WHAT IS ASKED: Restate the records in their entirety, word for word.
__________
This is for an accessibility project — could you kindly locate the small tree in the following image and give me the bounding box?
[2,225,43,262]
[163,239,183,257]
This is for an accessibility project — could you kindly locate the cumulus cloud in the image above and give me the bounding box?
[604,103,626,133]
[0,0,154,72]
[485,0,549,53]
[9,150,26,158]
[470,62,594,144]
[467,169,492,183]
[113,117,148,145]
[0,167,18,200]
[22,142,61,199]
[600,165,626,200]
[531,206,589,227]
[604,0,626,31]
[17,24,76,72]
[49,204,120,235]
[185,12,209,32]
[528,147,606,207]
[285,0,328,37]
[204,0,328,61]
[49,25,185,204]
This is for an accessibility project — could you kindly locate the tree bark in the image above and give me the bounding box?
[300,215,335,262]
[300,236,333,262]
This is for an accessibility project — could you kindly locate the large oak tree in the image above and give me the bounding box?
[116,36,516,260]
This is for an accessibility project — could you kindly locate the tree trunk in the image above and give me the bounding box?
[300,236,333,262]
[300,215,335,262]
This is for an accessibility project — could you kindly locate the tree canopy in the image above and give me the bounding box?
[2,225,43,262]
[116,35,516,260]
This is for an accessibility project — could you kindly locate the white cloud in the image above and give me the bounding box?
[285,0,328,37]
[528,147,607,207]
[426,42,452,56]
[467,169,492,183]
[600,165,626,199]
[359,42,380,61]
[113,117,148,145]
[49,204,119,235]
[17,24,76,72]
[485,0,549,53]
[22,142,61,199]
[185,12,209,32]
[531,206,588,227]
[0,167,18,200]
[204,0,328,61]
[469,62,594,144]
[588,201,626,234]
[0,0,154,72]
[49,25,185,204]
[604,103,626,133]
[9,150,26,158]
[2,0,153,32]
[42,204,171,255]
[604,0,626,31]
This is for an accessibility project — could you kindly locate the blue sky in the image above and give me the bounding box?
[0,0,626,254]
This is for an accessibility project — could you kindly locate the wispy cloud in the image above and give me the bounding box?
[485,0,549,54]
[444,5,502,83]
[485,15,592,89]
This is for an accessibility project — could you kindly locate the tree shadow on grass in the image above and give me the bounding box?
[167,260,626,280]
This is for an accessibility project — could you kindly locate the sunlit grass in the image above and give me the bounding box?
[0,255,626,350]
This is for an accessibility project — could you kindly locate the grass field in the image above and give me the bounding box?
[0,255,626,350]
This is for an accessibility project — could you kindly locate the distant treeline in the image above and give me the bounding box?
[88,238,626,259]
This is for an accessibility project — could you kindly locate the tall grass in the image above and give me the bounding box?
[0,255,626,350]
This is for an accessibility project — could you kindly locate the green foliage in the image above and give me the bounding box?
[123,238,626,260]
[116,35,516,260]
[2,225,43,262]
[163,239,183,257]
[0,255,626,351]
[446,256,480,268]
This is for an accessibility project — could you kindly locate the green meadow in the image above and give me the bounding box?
__________
PROBLEM SOLUTION:
This is for an accessibility project — could you kindly locate the small tree in the following image and give me the bounding box?
[2,225,43,262]
[163,239,183,257]
This is for an accessibility project — could you kindly locate the cumulus cloud in the image above and give me the bounding box?
[604,103,626,133]
[0,0,154,72]
[485,0,549,53]
[9,150,26,158]
[470,62,594,144]
[467,169,492,183]
[113,117,148,145]
[0,167,18,200]
[22,142,61,199]
[600,165,626,200]
[531,206,589,227]
[604,0,626,31]
[17,24,76,72]
[49,204,120,235]
[185,12,209,32]
[528,147,606,207]
[285,0,328,37]
[204,0,328,61]
[49,25,185,204]
This is for an accessibility project — could you kindly locate the tree bark in the image above and give me the bounding box?
[300,215,335,262]
[300,236,333,262]
This is for an accessibility project — could you kindly locate the large oak tree in the image above and give me the bounding box?
[116,36,516,260]
This is for an accessibility project — could you kindly locate the tree trunk in the image above and give me the bounding box?
[300,236,333,262]
[300,215,335,262]
This is for an accessibility project — could you kindly locate the tree canopy in the image above and give me the bounding box?
[2,225,43,262]
[116,35,516,260]
This is for an accessibility project — could you kindly locate the white cloud in the image above and give me the bounding box?
[285,0,328,37]
[528,147,607,207]
[426,42,452,56]
[467,169,492,183]
[600,165,626,199]
[359,42,380,61]
[113,117,148,145]
[49,204,119,235]
[17,24,76,72]
[485,0,549,53]
[22,142,61,199]
[185,12,209,32]
[531,206,588,227]
[0,167,18,200]
[204,0,328,61]
[469,62,594,144]
[588,201,626,234]
[0,0,154,72]
[49,25,185,204]
[604,103,626,133]
[9,150,26,158]
[2,0,153,32]
[42,204,171,255]
[604,0,626,31]
This is for an accessibility project — could you kindly locate the blue sky in the image above and give me the bounding box?
[0,0,626,254]
This is for an accessibility project — could you kindly locate the wispy cloud in the image above and give me the bounding box?
[485,0,549,54]
[444,5,502,83]
[485,15,592,89]
This is for an accessibility project — could you kindly locate the tree shadow on grass in the image above and give me the bounding box?
[167,260,626,280]
This is for an accessibility project — could you kindly locate the sunlit grass in the image above and give me the bounding box?
[0,255,626,350]
This is for an accessibility project — could you kindly locate the grass field in the image above and give me the bounding box?
[0,255,626,350]
This is for an accessibility project — could you kindly locate the distant treeline in the image above and give me the bounding box?
[88,238,626,259]
This is for an accessibility project — could you kindly locate the tall grass in the image above and give me the bounding box?
[0,255,626,350]
This is for an accessibility project — could you kindly locate the green foliage in the image above and give me the bounding box?
[123,238,626,260]
[116,35,516,260]
[2,225,43,262]
[163,239,183,257]
[0,255,626,351]
[446,256,480,268]
This is for an accessibility project — could you kindly locate the green meadow in the image above and give me the bounding box?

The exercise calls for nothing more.